▶ **Passage provided**
== == ==

Unlike recent months when the Census Bureau reported some fireworks in the New Housing Starts and Permits data, the April update was relatively tame, and saw Starts rise from an upward revised 1,099K to 1,172K, beating expectations of a 1,125K print, mostly as a result of a 36K increase in multi-family units which however remain depressed below recent peaks from early 2015, which will likely stoke even higher asking rents, already at record highs across the nation.

 

But if starts were better than expected, then the future pipeline in the form of Housing Permits disappointed, with 1,116K units permitted for the month of April, below the 1,135K expected, if a rebound from last month's downward revised 1,077K.

 

The issue, as with the starts data, is the multi-family, aka rental units, barely rebounded and remained at severely depressed levels last seen in 2013: at 348K rental units permitted in April, this is a far cry from the recent highs of 598K in June.

One wonders if this is intentional, because based on soaring asking rents, as shown in the chart below, with Americans increasingly unable or unwilling to buy single-family units, rental prices have exploded to 8% Y/Y based on Census data.

Should multi-family permits and starts remain as depressed as it has been in recent months, we expect that this chart of soaring median asking rents will only accelerate in the near future, and will require a whole host of seasonal adjustments from making its way into the already bubbly CPI data.

== == ==

▶ **Dataset**
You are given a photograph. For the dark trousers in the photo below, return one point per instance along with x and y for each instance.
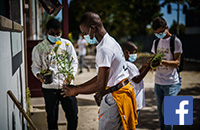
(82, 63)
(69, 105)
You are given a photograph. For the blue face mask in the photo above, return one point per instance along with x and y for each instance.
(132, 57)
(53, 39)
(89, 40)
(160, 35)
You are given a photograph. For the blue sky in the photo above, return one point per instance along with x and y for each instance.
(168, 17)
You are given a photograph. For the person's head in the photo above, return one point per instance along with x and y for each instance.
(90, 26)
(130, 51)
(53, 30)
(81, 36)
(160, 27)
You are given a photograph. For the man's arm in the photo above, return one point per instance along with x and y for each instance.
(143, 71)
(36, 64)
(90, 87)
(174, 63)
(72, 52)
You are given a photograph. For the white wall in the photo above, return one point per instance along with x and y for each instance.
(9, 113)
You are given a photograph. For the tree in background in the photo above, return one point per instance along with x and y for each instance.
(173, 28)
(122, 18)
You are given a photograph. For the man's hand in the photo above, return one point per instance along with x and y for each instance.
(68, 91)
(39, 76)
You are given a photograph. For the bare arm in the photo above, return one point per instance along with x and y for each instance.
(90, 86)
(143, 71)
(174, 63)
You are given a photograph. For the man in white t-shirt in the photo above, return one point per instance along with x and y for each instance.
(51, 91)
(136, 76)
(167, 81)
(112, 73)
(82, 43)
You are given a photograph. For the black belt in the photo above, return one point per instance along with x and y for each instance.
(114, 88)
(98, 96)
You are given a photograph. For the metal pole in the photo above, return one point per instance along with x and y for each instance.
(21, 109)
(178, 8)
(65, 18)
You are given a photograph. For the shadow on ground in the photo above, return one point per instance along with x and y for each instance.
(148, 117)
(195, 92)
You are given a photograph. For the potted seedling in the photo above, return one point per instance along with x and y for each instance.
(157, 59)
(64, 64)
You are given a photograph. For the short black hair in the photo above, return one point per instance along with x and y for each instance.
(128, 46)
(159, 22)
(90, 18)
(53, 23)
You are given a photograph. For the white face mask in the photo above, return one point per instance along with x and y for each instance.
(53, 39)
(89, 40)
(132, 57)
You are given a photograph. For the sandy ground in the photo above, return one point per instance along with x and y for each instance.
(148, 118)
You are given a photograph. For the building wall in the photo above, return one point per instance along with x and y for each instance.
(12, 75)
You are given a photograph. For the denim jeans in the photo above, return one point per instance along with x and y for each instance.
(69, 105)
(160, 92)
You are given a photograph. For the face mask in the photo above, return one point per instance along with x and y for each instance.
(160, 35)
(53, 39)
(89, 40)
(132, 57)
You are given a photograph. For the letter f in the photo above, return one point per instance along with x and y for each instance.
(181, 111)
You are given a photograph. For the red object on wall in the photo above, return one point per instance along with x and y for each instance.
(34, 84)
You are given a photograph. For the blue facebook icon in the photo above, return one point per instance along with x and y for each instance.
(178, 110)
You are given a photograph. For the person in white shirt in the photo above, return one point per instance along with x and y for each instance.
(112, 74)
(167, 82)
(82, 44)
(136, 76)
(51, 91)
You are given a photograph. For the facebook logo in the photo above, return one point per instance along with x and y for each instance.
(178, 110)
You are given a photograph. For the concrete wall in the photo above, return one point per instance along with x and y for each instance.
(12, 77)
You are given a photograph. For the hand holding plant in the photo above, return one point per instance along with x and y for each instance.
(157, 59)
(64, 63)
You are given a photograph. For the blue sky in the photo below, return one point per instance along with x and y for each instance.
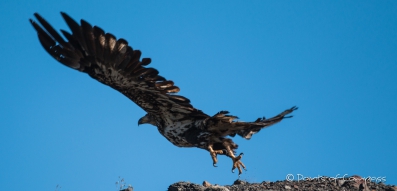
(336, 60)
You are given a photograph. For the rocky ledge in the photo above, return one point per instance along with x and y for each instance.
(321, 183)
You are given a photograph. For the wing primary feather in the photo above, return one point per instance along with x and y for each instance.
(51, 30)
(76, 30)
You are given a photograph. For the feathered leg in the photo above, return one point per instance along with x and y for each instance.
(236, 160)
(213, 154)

== == ==

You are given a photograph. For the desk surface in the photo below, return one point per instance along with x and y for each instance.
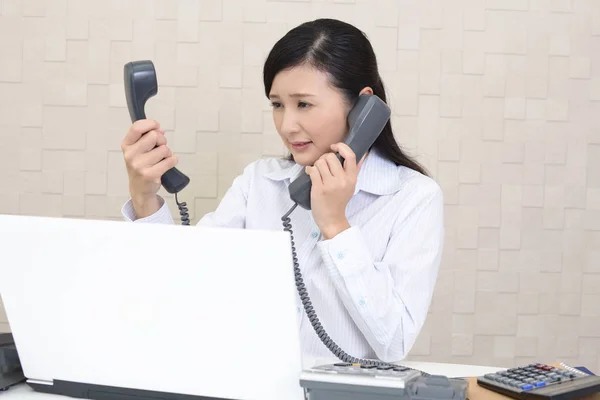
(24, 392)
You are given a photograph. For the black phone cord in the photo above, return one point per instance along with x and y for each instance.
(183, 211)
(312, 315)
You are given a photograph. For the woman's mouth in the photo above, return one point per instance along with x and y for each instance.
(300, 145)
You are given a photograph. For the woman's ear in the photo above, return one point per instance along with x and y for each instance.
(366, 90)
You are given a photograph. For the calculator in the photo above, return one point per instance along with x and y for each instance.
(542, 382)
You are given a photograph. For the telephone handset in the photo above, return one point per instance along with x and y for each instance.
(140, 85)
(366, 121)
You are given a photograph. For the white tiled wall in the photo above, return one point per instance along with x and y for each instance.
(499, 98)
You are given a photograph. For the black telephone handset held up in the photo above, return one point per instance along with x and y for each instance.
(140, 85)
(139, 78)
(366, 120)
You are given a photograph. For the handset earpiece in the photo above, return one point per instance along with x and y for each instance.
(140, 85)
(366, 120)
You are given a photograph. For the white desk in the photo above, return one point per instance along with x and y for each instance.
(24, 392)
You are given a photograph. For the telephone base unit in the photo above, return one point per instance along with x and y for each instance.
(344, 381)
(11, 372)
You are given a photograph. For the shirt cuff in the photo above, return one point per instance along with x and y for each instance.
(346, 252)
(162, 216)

== == ==

▶ **Task directions**
Transcribe word for word the stretch of the housing starts report above from "But if starts" through "598K in June.".

▶ **Response to this exercise**
But if starts were better than expected, then the future pipeline in the form of Housing Permits disappointed, with 1,116K units permitted for the month of April, below the 1,135K expected, if a rebound from last month's downward revised 1,077K.

 

The issue, as with the starts data, is the multi-family, aka rental units, barely rebounded and remained at severely depressed levels last seen in 2013: at 348K rental units permitted in April, this is a far cry from the recent highs of 598K in June.